3.11.15

O imperialismo e os conflitos na América Latina


O ciclo das lutas populares

Na década de 2000 a América Latina protagonizou um forte ciclo de lutas populares que questionaram a aplicação das políticas neoliberais pelos governos da burguesia tradicional e mais escancaradamente pró-imperialista. As mobilizações foram impulsionadas por vários setores populares, como camponeses, povos originários*, moradores dos bairros mais pobres, setores de classe média, conforme a realidade de cada país, com uma participação menor do proletariado industrial e do movimento estudantil. O resultado dessas mobilizações foi a queda de governos em vários países, como Argentina (panelaço em 2001), Bolívia (guerra da água em 2000, guerra do gás em 2003 e 2005) e Equador (Parlamento dos Povos em ).
Em substituição aos governos burgueses tradicionais erigiram-se governos controlados por setores nacionalistas burocráticos (Chávez na Venezuela, Morales na Bolívia, Correa no Equador), que desenvolveram um certo grau de enfrentamento em relação ao imperialismo e à burguesia devido à necessidade de simular o atendimento ao menos parcial de algumas reivindicações das massas mobilizadas. Em outros países subiram ao poder setores da esquerda reformista, oportunista e burocrática mais tradicional, que se apresentaram como suposta ruptura com o neoliberalismo, mas que deram continuidade à essa mesma política (Lula no Brasil, o casal Kirchner na Argentina, Bachelet no Chile, Vasquez no Uruguai, Ortega na Nicarágua, Lugo no Paraguai).
Nesse primeiro momento, o imperialismo estadunidense foi forçado a ceder parcialmente o terreno no continente. A prioridade estava no Oriente Médio, onde as invasões do Afeganistão (2001) e Iraque (2003) consumiam a máxima atenção e esforço do governo Bush, com o comprometimento de elevados contingentes de tropas e pesado impacto no orçamento público. A resistência afegã e iraquiana, bem como o repúdio interno e externo às invasões representaram um enorme desgaste para o governo Bush e criaram dificuldades para a implantação de suas políticas. A onda de governos nacionalistas burocráticos e de retórica anti-neoliberal na América Latina também se tornou em alguma medida um obstáculo, impedindo por exemplo a implantação da ALCA da forma como havia sido originalmente concebida.

....

--- Instruções do exercício ---
Copie do texto sobre o imperialismo na América Latina o trecho que começa nas palavras "Na década de" e termina logo após "Povos em ).". Os registros não têm relação alguma com o texto sobre o imperialismo na América Latina.

....

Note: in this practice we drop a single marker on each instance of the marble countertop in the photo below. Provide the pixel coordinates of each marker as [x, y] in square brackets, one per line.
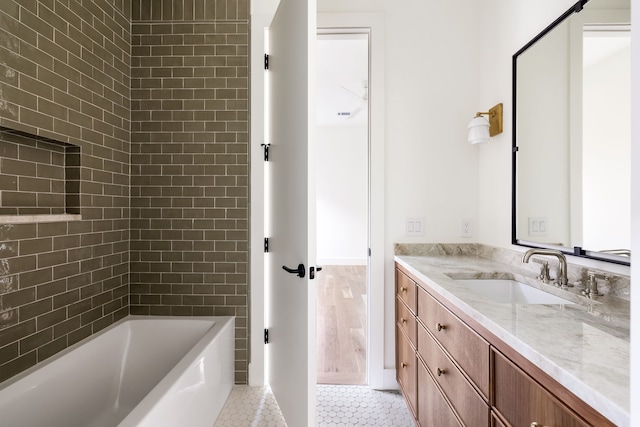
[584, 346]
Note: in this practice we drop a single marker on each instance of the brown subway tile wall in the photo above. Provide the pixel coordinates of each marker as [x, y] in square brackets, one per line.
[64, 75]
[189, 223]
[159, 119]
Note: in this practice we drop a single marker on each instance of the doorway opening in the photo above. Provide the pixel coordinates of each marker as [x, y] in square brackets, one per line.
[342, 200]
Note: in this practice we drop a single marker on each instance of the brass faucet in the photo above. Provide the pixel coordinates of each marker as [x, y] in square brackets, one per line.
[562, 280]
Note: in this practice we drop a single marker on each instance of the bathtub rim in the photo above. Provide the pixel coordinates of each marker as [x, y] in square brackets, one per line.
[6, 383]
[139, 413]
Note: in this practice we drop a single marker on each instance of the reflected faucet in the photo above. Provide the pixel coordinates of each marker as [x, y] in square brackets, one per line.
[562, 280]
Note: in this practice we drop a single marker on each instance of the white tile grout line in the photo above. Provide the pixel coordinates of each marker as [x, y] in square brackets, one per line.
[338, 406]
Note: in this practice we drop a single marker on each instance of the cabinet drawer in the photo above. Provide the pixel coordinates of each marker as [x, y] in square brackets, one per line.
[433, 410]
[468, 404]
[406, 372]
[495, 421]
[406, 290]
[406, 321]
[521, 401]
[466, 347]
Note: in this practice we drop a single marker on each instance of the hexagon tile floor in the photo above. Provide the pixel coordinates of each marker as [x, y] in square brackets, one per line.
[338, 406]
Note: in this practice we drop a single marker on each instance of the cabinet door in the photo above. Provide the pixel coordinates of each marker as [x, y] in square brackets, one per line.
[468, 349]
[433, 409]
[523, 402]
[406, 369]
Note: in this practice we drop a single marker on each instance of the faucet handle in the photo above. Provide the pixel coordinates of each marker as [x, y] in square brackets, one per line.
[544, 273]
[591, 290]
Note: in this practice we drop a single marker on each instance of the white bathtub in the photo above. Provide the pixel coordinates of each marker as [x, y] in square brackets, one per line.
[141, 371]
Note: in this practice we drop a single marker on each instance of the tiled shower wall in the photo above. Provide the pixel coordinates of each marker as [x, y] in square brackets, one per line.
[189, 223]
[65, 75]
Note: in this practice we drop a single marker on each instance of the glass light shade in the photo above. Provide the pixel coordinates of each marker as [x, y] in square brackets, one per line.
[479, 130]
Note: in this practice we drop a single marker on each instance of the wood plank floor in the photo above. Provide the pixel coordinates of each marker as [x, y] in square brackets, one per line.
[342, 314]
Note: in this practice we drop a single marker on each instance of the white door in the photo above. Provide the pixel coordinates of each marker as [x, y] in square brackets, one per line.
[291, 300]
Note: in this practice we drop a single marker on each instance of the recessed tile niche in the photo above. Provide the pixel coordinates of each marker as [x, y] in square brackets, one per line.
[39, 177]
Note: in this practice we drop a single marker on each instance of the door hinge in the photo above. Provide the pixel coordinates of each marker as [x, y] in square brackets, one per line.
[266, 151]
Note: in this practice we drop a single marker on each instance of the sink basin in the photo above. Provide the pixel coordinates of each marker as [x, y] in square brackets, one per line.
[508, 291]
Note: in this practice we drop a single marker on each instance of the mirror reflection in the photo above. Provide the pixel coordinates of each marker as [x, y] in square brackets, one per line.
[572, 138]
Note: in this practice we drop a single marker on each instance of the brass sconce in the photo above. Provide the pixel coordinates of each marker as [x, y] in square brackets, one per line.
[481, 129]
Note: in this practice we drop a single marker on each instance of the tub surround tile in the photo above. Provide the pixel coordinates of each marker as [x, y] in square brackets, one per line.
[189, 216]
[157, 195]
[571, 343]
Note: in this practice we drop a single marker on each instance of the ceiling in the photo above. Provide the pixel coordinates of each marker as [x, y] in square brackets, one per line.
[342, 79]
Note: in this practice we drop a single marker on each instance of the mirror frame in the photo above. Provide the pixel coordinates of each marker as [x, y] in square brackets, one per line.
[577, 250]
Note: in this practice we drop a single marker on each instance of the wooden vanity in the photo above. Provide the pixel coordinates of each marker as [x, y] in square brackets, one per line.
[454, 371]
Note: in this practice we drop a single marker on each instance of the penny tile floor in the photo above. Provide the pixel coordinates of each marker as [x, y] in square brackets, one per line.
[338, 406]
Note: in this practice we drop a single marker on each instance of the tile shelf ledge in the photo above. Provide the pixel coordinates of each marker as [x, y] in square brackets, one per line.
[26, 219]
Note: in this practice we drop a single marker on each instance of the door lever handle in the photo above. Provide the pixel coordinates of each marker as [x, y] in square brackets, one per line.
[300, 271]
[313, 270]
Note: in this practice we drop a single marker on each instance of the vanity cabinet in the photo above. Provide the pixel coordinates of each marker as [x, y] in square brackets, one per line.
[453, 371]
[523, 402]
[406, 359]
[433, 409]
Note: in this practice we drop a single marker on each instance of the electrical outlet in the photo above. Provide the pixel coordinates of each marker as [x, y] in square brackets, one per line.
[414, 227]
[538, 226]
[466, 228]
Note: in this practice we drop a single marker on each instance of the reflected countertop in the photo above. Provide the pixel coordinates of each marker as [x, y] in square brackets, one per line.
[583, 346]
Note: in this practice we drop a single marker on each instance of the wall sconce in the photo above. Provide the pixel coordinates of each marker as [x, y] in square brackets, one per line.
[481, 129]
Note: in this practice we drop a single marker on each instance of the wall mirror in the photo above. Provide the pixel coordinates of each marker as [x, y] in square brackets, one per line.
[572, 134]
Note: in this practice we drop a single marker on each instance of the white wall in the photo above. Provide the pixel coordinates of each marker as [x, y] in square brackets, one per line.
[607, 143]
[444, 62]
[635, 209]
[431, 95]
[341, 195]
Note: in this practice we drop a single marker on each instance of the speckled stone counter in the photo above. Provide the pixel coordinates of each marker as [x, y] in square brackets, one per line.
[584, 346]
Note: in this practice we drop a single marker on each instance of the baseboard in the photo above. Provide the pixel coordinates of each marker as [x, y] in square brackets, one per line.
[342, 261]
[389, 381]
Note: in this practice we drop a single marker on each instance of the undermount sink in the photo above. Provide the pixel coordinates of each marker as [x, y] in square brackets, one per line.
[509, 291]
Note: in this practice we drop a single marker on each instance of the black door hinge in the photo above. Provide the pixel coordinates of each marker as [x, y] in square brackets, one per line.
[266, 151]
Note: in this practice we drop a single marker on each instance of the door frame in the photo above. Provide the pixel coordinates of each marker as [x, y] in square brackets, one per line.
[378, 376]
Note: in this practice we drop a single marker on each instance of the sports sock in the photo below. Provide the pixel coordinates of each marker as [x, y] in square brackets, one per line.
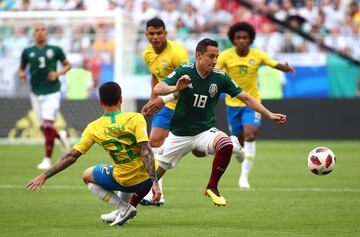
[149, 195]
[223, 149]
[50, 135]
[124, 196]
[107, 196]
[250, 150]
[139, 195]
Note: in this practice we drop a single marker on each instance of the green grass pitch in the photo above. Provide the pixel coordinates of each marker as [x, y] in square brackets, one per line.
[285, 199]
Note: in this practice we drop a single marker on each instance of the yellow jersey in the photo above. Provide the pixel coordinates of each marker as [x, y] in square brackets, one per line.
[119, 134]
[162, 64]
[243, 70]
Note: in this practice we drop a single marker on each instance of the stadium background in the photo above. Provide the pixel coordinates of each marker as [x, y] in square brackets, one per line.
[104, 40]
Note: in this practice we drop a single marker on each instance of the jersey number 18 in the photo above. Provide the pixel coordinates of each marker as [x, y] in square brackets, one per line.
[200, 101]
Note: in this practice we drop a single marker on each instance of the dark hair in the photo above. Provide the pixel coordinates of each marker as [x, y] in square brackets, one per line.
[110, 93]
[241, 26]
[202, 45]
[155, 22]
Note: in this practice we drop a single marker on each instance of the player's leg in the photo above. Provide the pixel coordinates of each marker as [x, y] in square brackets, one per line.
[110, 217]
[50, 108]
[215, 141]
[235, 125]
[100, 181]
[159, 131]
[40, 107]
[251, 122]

....

--- Resposta da tarefa ---
Na década de 2000 a América Latina protagonizou um forte ciclo de lutas populares que questionaram a aplicação das políticas neoliberais pelos governos da burguesia tradicional e mais escancaradamente pró-imperialista. As mobilizações foram impulsionadas por vários setores populares, como camponeses, povos originários*, moradores dos bairros mais pobres, setores de classe média, conforme a realidade de cada país, com uma participação menor do proletariado industrial e do movimento estudantil. O resultado dessas mobilizações foi a queda de governos em vários países, como Argentina (panelaço em 2001), Bolívia (guerra da água em 2000, guerra do gás em 2003 e 2005) e Equador (Parlamento dos Povos em ).